## [Task brief]
Update the listing below by changing "dark window opening" to "open doorway" and keeping every other line the same. Leave the pictures out of your reply.

## [Extracted records]
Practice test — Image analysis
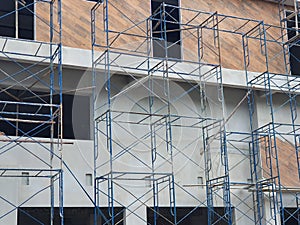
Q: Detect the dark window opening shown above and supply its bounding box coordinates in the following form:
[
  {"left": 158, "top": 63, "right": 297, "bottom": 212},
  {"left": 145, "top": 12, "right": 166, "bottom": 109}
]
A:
[
  {"left": 0, "top": 90, "right": 90, "bottom": 140},
  {"left": 147, "top": 207, "right": 234, "bottom": 225},
  {"left": 17, "top": 207, "right": 125, "bottom": 225},
  {"left": 281, "top": 208, "right": 300, "bottom": 225},
  {"left": 151, "top": 0, "right": 181, "bottom": 59},
  {"left": 286, "top": 12, "right": 300, "bottom": 75},
  {"left": 0, "top": 0, "right": 34, "bottom": 40}
]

## [Exercise response]
Practice test — Image analysis
Q: Detect the open doorway shown above and supply its bounding box coordinates in the following form:
[
  {"left": 158, "top": 63, "right": 297, "bottom": 212},
  {"left": 145, "top": 12, "right": 166, "bottom": 109}
]
A:
[
  {"left": 0, "top": 90, "right": 90, "bottom": 140},
  {"left": 147, "top": 207, "right": 234, "bottom": 225},
  {"left": 17, "top": 207, "right": 125, "bottom": 225},
  {"left": 281, "top": 208, "right": 300, "bottom": 225},
  {"left": 151, "top": 0, "right": 181, "bottom": 59},
  {"left": 286, "top": 12, "right": 300, "bottom": 75},
  {"left": 0, "top": 0, "right": 34, "bottom": 40}
]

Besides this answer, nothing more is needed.